-- Start --

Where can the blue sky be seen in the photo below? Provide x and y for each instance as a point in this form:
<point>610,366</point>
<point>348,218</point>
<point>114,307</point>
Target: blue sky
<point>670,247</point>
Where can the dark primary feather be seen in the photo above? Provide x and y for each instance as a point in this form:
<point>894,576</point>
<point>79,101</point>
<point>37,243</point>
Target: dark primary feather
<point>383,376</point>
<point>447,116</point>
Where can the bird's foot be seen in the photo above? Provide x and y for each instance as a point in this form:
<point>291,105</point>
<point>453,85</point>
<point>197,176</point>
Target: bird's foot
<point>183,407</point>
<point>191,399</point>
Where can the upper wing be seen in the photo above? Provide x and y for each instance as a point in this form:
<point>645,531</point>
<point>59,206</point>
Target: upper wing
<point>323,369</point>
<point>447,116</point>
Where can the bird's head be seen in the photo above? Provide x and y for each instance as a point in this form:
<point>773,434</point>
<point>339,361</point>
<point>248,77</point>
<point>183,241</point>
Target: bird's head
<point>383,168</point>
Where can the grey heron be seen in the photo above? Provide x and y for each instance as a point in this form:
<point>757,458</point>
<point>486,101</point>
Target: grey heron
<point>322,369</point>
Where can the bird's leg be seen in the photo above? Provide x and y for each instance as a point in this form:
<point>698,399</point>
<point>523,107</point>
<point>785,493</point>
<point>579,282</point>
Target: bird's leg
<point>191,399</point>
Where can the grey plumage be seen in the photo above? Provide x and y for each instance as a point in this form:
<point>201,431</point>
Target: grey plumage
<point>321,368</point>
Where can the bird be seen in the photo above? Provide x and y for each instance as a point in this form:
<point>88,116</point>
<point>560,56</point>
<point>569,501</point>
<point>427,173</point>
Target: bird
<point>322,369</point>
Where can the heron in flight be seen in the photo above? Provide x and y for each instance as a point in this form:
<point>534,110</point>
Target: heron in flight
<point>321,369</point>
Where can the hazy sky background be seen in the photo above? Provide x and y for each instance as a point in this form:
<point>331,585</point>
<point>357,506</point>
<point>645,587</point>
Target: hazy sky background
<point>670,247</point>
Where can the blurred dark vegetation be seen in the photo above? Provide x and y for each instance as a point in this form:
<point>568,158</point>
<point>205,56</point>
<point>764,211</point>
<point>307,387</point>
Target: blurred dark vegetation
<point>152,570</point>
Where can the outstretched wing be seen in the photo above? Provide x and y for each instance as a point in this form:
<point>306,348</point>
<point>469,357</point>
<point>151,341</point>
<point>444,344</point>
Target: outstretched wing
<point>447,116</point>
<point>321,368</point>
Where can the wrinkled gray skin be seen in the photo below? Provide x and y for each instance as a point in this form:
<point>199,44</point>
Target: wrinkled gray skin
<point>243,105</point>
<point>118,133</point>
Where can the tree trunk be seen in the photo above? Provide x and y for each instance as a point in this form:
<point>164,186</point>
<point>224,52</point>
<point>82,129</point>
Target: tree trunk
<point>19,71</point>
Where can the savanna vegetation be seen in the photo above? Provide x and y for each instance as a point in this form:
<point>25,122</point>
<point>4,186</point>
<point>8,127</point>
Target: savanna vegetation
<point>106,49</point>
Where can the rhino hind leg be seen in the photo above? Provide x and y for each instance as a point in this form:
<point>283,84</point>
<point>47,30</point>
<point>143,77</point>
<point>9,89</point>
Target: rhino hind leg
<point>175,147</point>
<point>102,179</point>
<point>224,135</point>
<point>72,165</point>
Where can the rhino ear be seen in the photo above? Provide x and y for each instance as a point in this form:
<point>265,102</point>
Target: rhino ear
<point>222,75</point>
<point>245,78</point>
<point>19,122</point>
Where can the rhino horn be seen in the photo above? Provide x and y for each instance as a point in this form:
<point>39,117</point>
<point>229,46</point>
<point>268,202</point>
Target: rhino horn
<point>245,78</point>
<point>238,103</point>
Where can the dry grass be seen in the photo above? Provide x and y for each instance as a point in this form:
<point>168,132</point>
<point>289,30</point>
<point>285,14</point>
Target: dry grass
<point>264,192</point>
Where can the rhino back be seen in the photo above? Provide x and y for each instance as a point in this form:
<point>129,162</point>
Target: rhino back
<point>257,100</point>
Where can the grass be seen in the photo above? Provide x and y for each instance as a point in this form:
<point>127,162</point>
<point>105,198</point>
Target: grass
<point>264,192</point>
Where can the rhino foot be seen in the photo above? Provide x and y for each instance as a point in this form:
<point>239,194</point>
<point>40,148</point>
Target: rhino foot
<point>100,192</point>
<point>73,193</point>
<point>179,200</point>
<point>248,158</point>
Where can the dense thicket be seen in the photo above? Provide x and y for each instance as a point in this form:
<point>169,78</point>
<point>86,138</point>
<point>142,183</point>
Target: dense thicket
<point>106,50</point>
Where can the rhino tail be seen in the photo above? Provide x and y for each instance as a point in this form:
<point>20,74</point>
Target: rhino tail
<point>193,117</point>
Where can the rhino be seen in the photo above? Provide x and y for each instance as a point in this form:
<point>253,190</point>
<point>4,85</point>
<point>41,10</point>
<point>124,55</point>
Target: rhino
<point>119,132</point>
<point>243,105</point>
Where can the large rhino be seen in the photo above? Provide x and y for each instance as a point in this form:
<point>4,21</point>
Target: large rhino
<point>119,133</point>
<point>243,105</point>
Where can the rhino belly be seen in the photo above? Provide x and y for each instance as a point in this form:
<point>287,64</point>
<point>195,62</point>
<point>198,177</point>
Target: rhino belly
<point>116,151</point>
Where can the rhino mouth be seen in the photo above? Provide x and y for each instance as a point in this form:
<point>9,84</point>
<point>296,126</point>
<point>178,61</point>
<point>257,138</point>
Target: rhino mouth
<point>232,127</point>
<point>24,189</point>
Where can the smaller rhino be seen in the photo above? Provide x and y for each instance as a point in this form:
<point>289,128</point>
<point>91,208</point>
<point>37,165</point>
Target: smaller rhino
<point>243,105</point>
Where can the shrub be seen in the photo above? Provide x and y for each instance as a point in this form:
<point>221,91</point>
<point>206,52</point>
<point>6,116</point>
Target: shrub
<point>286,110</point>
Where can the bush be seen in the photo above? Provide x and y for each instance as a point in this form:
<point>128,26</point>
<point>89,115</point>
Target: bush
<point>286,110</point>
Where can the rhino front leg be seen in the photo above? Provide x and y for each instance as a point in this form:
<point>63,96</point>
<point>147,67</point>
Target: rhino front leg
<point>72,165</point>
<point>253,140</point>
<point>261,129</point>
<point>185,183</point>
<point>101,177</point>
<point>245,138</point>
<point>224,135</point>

-- End --

▶ [What to work on]: Copy all of the material above line for line, with no changes.

▶ [Result]:
Where can the blue sky be seen in the photo below? Provide x and y for each instance as a point in this form:
<point>610,366</point>
<point>348,218</point>
<point>114,307</point>
Target: blue sky
<point>670,247</point>
Where can the dark primary feather be seen in the photo above? Provide x and y for each instance as a point in this form:
<point>894,576</point>
<point>79,101</point>
<point>37,243</point>
Target: dark primary feather
<point>383,376</point>
<point>447,116</point>
Where can the bird's foot be seen in the photo above? Provide x and y for each instance as a point in this form:
<point>291,105</point>
<point>453,85</point>
<point>197,176</point>
Target: bird's foot
<point>183,407</point>
<point>191,399</point>
Where can the upper wing be seen in the photo above? Provide x and y for each instance as a point in this form:
<point>645,531</point>
<point>59,206</point>
Target: upper wing
<point>323,369</point>
<point>447,116</point>
Where can the bird's head be seen in the photo above? Provide x and y for each instance as a point in this form:
<point>773,434</point>
<point>339,361</point>
<point>248,77</point>
<point>183,241</point>
Target: bird's head
<point>383,168</point>
Where can the grey heron be seen in the photo above? Provide x and y for each instance as a point in this form:
<point>757,458</point>
<point>486,101</point>
Target: grey heron
<point>322,369</point>
Where can the bird's leg be seen in the photo above? Provide x and y for each instance as a point in this form:
<point>698,399</point>
<point>523,107</point>
<point>785,493</point>
<point>579,282</point>
Target: bird's leg
<point>191,399</point>
Where can the grey plumage be seen in the photo above? Provide x and y for each instance as a point in this form:
<point>201,431</point>
Target: grey plumage
<point>321,368</point>
Where can the bird be seen in the photo above? Provide x and y for each instance as a point in this form:
<point>88,116</point>
<point>560,56</point>
<point>569,501</point>
<point>427,173</point>
Target: bird
<point>322,369</point>
Where can the heron in flight be seen in the photo above? Provide x and y for each instance as a point in this form:
<point>534,110</point>
Target: heron in flight
<point>321,369</point>
Where can the hazy sky background be seen in the photo above? Provide x and y for each instance as a point in this form:
<point>331,585</point>
<point>357,506</point>
<point>645,587</point>
Target: hazy sky background
<point>670,247</point>
Where can the blurred dark vegetation be seen in the photo above? Provide x and y for each instance as a point in this form:
<point>568,158</point>
<point>205,56</point>
<point>764,211</point>
<point>307,387</point>
Target: blurred dark vegetation
<point>152,570</point>
Where can the outstretched wing be seen in the photo above? Provide x and y for each instance as a point in this form:
<point>306,348</point>
<point>469,357</point>
<point>151,341</point>
<point>444,344</point>
Target: outstretched wing
<point>447,116</point>
<point>321,368</point>
Where can the wrinkled gray skin be seen in the photo below? Provide x and y for each instance as a point in this form:
<point>199,44</point>
Target: wrinkled gray skin
<point>243,105</point>
<point>118,133</point>
Where can the tree trunk be seen in the photo above? Provide x and y for each instance as a point in this form:
<point>164,186</point>
<point>224,52</point>
<point>82,129</point>
Target: tree trunk
<point>19,71</point>
Where can the savanna vegetation be seen in the photo above? Provide x and y for each instance as a point in this form:
<point>25,122</point>
<point>4,186</point>
<point>8,127</point>
Target: savanna vegetation
<point>106,49</point>
Where can the rhino hind leg be seen in the photo above? Provide x and y for each instance as a point in this form:
<point>283,84</point>
<point>47,30</point>
<point>143,77</point>
<point>9,89</point>
Target: rhino hind leg
<point>175,147</point>
<point>102,179</point>
<point>224,135</point>
<point>72,165</point>
Where can the rhino ear be seen in the photo above? Provide x and y for each instance as a point in this form:
<point>265,102</point>
Target: rhino ear
<point>222,75</point>
<point>245,78</point>
<point>19,122</point>
Where can the rhino horn be seen in the photo above? Provide x and y for each instance as a point in this form:
<point>39,117</point>
<point>229,46</point>
<point>268,202</point>
Target: rhino horn
<point>245,78</point>
<point>238,103</point>
Where can the dry grass be seen in the photo above? Provide x and y for each instance as a point in this form:
<point>168,132</point>
<point>289,30</point>
<point>285,14</point>
Target: dry grass
<point>264,192</point>
Where can the rhino back be seen in the photo above? Provide x and y for each instance as a point in this form:
<point>129,162</point>
Target: rhino back
<point>257,100</point>
Where can the grass be seen in the photo above? Provide x and y for each instance as a point in this form:
<point>127,162</point>
<point>105,198</point>
Target: grass
<point>264,192</point>
Where can the rhino foot be seen in the photo above? Provide x and y for each instance as a point in this form:
<point>239,194</point>
<point>40,148</point>
Target: rhino foot
<point>100,192</point>
<point>73,193</point>
<point>179,200</point>
<point>248,158</point>
Where can the dense thicket be seen in the photo above? Provide x and y for each instance as a point in this form:
<point>169,78</point>
<point>86,138</point>
<point>142,183</point>
Target: dense thicket
<point>106,50</point>
Where can the rhino tail be seen in the photo above? Provide x and y for each instance as a point in this form:
<point>20,74</point>
Target: rhino tail
<point>193,117</point>
Where can the rhino be seen in the photo above? Provide x and y for each instance as a point in this form:
<point>253,190</point>
<point>4,85</point>
<point>41,10</point>
<point>124,55</point>
Target: rhino
<point>119,132</point>
<point>243,105</point>
Where can the large rhino be seen in the photo above? Provide x and y for each instance as a point in this form:
<point>4,21</point>
Target: large rhino
<point>119,133</point>
<point>243,105</point>
Where can the rhino belly be seen in the photo above? Provide x and y for each instance as a point in this form:
<point>287,64</point>
<point>195,62</point>
<point>198,177</point>
Target: rhino belly
<point>116,151</point>
Where can the rhino mouth be seen in the photo above? Provide x and y for each instance as a point in this form:
<point>9,84</point>
<point>296,126</point>
<point>178,61</point>
<point>257,138</point>
Target: rhino mouth
<point>232,127</point>
<point>24,189</point>
Where can the smaller rhino be seen in the photo above? Provide x and y for each instance as a point in this form:
<point>289,128</point>
<point>91,208</point>
<point>37,165</point>
Target: smaller rhino
<point>243,105</point>
Where can the shrub be seen in the photo above? Provide x and y for each instance as a point in this form:
<point>221,91</point>
<point>206,52</point>
<point>6,116</point>
Target: shrub
<point>286,110</point>
Where can the bush be seen in the photo above? Provide x and y for each instance as a point in this form:
<point>128,26</point>
<point>89,115</point>
Target: bush
<point>286,110</point>
Where can the rhino front leg be seen in the photo above? Provide x and y for each instance as a point in this form:
<point>63,96</point>
<point>147,67</point>
Target: rhino front leg
<point>72,165</point>
<point>253,140</point>
<point>261,129</point>
<point>185,183</point>
<point>101,177</point>
<point>245,138</point>
<point>224,135</point>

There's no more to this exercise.